**Exercise requirements**
Copy the rows without any change, from the line containing "Looking at the screenshot" up to and including the final line of the rows.

**Given records**
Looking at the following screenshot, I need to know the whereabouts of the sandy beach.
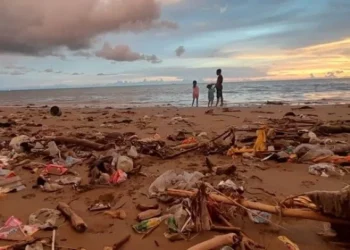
[0,105,350,250]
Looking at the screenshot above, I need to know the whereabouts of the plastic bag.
[309,163,344,177]
[55,175,81,185]
[25,241,44,250]
[10,135,30,153]
[28,208,61,229]
[42,164,68,175]
[132,215,171,234]
[128,146,139,159]
[148,170,204,198]
[294,144,334,161]
[253,129,266,151]
[109,169,128,184]
[117,155,134,173]
[167,198,193,233]
[278,236,299,250]
[248,210,272,224]
[300,148,334,161]
[293,143,318,157]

**Worked answer**
Looking at the screenshot above, I need to know the whereabouts of the plastic bag.
[309,163,344,177]
[55,175,81,185]
[25,241,44,250]
[10,135,30,153]
[28,208,61,229]
[42,164,68,175]
[132,215,171,234]
[128,146,139,159]
[148,170,204,198]
[294,144,334,161]
[253,129,266,151]
[109,169,128,184]
[117,155,134,173]
[167,198,193,233]
[278,236,299,250]
[248,210,272,224]
[300,148,334,161]
[293,143,318,157]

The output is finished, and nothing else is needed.